Rewrite the entries below, putting "object" in place of each occurrence of "instance" and keeping everything else unchanged.
** Start of Dataset **
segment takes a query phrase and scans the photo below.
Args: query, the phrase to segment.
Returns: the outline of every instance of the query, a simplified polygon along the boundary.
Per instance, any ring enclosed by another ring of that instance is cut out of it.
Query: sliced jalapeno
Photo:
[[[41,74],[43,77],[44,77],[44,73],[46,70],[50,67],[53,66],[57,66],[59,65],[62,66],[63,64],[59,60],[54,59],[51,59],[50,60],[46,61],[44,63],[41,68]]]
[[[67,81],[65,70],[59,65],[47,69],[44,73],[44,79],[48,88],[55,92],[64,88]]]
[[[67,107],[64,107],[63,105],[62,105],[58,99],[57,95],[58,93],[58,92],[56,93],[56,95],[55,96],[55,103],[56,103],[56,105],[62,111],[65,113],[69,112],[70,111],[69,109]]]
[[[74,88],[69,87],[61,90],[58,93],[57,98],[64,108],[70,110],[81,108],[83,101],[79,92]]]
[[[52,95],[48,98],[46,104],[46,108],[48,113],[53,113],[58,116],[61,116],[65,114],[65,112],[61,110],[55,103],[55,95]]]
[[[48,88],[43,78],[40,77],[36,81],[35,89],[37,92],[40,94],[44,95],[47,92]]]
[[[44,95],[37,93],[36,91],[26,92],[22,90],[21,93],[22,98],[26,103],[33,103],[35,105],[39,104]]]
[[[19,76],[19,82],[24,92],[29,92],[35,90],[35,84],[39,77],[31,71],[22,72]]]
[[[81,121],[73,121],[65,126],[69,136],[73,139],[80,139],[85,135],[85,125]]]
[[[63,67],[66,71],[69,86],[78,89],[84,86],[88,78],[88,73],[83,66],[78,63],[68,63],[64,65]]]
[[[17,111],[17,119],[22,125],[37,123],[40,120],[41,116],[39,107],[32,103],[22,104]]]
** End of Dataset **
## Response below
segment takes a query phrase and scans the photo below.
Args: query, the phrase to segment.
Returns: the outline of every object of the query, a simplified polygon along the boundary.
Per object, any ring enclosed by another ring of that object is cut out of it.
Query: sliced jalapeno
Photo:
[[[41,74],[43,77],[44,77],[44,73],[46,70],[50,67],[53,66],[57,66],[59,65],[62,66],[63,64],[59,60],[54,59],[51,59],[50,60],[46,61],[44,63],[41,68]]]
[[[67,81],[65,70],[59,65],[47,69],[44,73],[44,79],[48,88],[55,92],[64,88]]]
[[[67,107],[64,107],[63,105],[62,105],[58,99],[57,95],[58,93],[58,92],[56,93],[56,95],[55,96],[55,103],[56,103],[56,105],[62,111],[65,113],[69,112],[70,111],[69,109]]]
[[[74,88],[69,87],[61,90],[58,93],[57,98],[64,108],[70,110],[81,108],[83,101],[79,92]]]
[[[52,95],[48,98],[46,104],[46,108],[48,113],[53,113],[58,116],[61,116],[65,114],[65,112],[61,110],[55,103],[55,95]]]
[[[48,88],[43,78],[40,77],[36,81],[35,89],[37,92],[40,94],[44,95],[47,92]]]
[[[44,95],[37,93],[36,91],[26,92],[22,90],[21,93],[22,98],[26,103],[33,103],[35,105],[39,104]]]
[[[19,76],[19,82],[24,92],[29,92],[35,90],[35,84],[39,77],[31,71],[22,72]]]
[[[81,121],[73,121],[65,126],[69,136],[73,139],[80,139],[85,135],[85,125]]]
[[[63,67],[66,71],[69,86],[78,89],[84,86],[88,78],[88,73],[83,66],[78,63],[68,63],[64,65]]]
[[[17,111],[17,119],[22,125],[37,123],[40,120],[41,116],[39,107],[32,103],[22,104]]]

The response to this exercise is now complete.